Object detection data

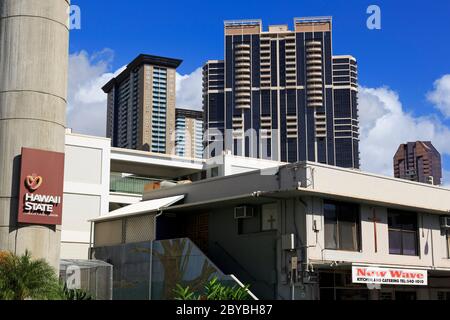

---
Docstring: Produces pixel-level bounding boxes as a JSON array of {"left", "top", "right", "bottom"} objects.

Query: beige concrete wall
[
  {"left": 0, "top": 0, "right": 69, "bottom": 268},
  {"left": 299, "top": 163, "right": 450, "bottom": 214}
]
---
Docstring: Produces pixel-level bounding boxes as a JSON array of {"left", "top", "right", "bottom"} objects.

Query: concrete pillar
[{"left": 0, "top": 0, "right": 70, "bottom": 270}]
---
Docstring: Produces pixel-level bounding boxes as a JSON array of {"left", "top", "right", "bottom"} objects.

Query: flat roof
[
  {"left": 102, "top": 54, "right": 183, "bottom": 93},
  {"left": 144, "top": 162, "right": 450, "bottom": 214}
]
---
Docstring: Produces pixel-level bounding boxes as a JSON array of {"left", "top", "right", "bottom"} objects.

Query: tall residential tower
[
  {"left": 203, "top": 17, "right": 359, "bottom": 168},
  {"left": 394, "top": 141, "right": 442, "bottom": 185},
  {"left": 103, "top": 55, "right": 182, "bottom": 154},
  {"left": 175, "top": 108, "right": 203, "bottom": 159}
]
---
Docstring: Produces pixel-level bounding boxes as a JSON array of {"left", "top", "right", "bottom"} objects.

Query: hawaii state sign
[{"left": 18, "top": 148, "right": 64, "bottom": 225}]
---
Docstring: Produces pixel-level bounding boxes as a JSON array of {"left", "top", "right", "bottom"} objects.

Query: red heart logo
[{"left": 25, "top": 174, "right": 44, "bottom": 191}]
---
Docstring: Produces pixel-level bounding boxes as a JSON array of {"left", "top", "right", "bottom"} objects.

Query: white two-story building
[{"left": 92, "top": 162, "right": 450, "bottom": 300}]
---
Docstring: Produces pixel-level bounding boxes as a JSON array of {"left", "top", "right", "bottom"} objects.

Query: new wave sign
[{"left": 352, "top": 266, "right": 428, "bottom": 286}]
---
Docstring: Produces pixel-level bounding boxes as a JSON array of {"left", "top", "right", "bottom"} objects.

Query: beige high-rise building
[
  {"left": 175, "top": 108, "right": 203, "bottom": 159},
  {"left": 103, "top": 54, "right": 182, "bottom": 154}
]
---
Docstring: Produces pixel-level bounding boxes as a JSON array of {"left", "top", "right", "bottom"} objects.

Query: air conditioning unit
[
  {"left": 234, "top": 206, "right": 254, "bottom": 219},
  {"left": 441, "top": 216, "right": 450, "bottom": 230}
]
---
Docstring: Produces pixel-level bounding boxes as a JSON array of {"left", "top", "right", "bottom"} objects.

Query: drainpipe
[{"left": 148, "top": 209, "right": 164, "bottom": 300}]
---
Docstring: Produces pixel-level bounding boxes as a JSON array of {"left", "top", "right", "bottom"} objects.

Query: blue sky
[{"left": 70, "top": 0, "right": 450, "bottom": 180}]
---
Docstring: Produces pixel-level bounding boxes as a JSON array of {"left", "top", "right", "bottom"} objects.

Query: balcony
[{"left": 109, "top": 173, "right": 161, "bottom": 195}]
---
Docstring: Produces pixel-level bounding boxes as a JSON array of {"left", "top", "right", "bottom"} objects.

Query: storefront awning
[{"left": 89, "top": 195, "right": 184, "bottom": 222}]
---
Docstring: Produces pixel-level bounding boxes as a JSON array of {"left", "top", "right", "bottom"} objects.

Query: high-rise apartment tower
[
  {"left": 394, "top": 141, "right": 442, "bottom": 185},
  {"left": 203, "top": 17, "right": 359, "bottom": 168},
  {"left": 175, "top": 108, "right": 203, "bottom": 159},
  {"left": 103, "top": 55, "right": 182, "bottom": 154}
]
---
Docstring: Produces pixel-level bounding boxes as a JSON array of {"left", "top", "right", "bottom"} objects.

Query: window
[
  {"left": 261, "top": 203, "right": 278, "bottom": 231},
  {"left": 388, "top": 210, "right": 418, "bottom": 256},
  {"left": 324, "top": 201, "right": 360, "bottom": 251}
]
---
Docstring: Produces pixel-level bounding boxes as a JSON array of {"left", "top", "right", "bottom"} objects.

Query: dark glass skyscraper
[
  {"left": 204, "top": 17, "right": 359, "bottom": 168},
  {"left": 394, "top": 141, "right": 442, "bottom": 185}
]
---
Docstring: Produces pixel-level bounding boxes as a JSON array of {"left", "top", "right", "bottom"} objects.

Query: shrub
[
  {"left": 174, "top": 278, "right": 251, "bottom": 301},
  {"left": 0, "top": 251, "right": 62, "bottom": 300}
]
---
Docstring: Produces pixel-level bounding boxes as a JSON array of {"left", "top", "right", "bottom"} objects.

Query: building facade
[
  {"left": 203, "top": 60, "right": 225, "bottom": 158},
  {"left": 394, "top": 141, "right": 442, "bottom": 185},
  {"left": 89, "top": 162, "right": 450, "bottom": 300},
  {"left": 103, "top": 55, "right": 182, "bottom": 154},
  {"left": 203, "top": 17, "right": 359, "bottom": 168},
  {"left": 175, "top": 108, "right": 204, "bottom": 159}
]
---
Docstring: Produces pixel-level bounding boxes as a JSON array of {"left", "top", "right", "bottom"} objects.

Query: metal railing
[{"left": 109, "top": 174, "right": 160, "bottom": 194}]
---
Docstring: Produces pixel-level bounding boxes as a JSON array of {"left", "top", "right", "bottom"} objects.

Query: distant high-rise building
[
  {"left": 103, "top": 55, "right": 182, "bottom": 154},
  {"left": 203, "top": 60, "right": 225, "bottom": 157},
  {"left": 203, "top": 17, "right": 359, "bottom": 168},
  {"left": 394, "top": 141, "right": 442, "bottom": 185},
  {"left": 333, "top": 56, "right": 360, "bottom": 168},
  {"left": 175, "top": 108, "right": 203, "bottom": 159}
]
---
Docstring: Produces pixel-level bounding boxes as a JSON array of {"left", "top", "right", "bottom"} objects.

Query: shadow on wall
[{"left": 93, "top": 238, "right": 237, "bottom": 300}]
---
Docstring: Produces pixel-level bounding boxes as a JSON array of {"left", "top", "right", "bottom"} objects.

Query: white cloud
[
  {"left": 359, "top": 87, "right": 450, "bottom": 176},
  {"left": 67, "top": 49, "right": 124, "bottom": 136},
  {"left": 427, "top": 74, "right": 450, "bottom": 118},
  {"left": 177, "top": 67, "right": 202, "bottom": 110}
]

# Task statement
Work out how many lines of the data contain the string "concrete", counting only matches with the same case. Give the number alone.

# Result for this task
2